SOURCE EXCERPT –

********************

Research
Working Papers
Inflation risk and heterogeneous trading down
Abstract: I examine how households adjust the quality margin of their purchases in response to adverse shocks. Using household scanner data for Germany, I document that households respond differently depending on their income levels: First, those with higher levels of income appear to trade down in the quality of goods. Second, lower income households who on average tend to purchase lower quality goods exhibit a low propensity to trade down, presumably due to a limited capacity to do so. Next, I examine the short run equilibrium response of supply to a sudden increase in demand for lower quality varieties by higher income consumers. To understand the general equilibrium implications of this shift in aggregate demand towards lower quality goods, I employ a shift-share research design. It relies on two components: predetermined spending shares for middle quality varieties across the product space for a large number of sociodemographic groups before the Great Recession, and heterogeneity in the population growth for these groups during the Great Recession. I find that a 1% aggregate demand shift towards lower quality goods in the aftermath of a recession increases the relative price of low quality varieties compared to the price of higher quality ones by 0.33% on average.
Consumption risk, inequality and the real exchange rate
With Giancarlo Corsetti and Luca Dedola
Abstract: We investigate whether and how heterogeneity in consumption risk and inflation across households affect consumption demand and growth under the lens of an incomplete markets framework. Our model of household-level risk sharing imposes minimal restrictions on the financial market structure, allowing for both aggregate and idiosyncratic tradeable risks to be at least partially diversified and for precautionary saving motives. We bring the model to bear on empirical evidence, using household-level scanner data from Euro area regions and United Kingdom, together with a matching model for financial market participation. Our contribution is twofold: first, we develop a theoretical framework mapping consumption (rather than income) risk and inflation differentials onto consumption growth at regional level; second, we assess theoretical conditions empirically, exploiting heterogeneity in risk and risk sharing, by preference, income, residence and participation in financial markets. Our empirical analysis provides evidence that tradeable risk is insured primarily among financial market participants, and across regions of the euro area than regions across the border (provided that differences in inflation are accounted for). Consumption risk, proxied using variability of consumption growth within regions and income groups, weigh on consumption demand.

********************

RECORDED DATA –
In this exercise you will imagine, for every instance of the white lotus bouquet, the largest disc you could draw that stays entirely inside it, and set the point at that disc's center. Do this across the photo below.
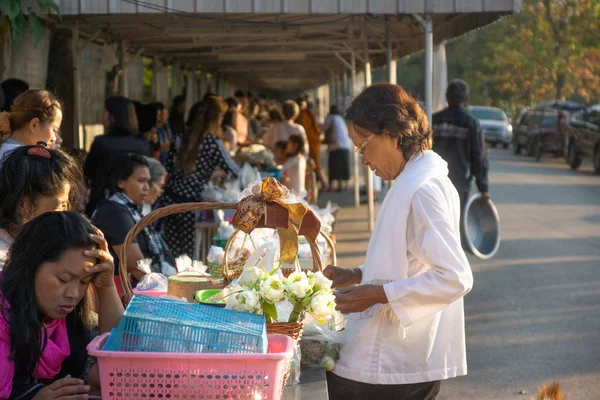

********************

On the research page, how much does a 1% shift in overall demand toward lower quality goods after a recession raise the relative price of low quality varieties?

FINISHED EXERCISE – By 0.33% on average, compared with the price of higher quality ones.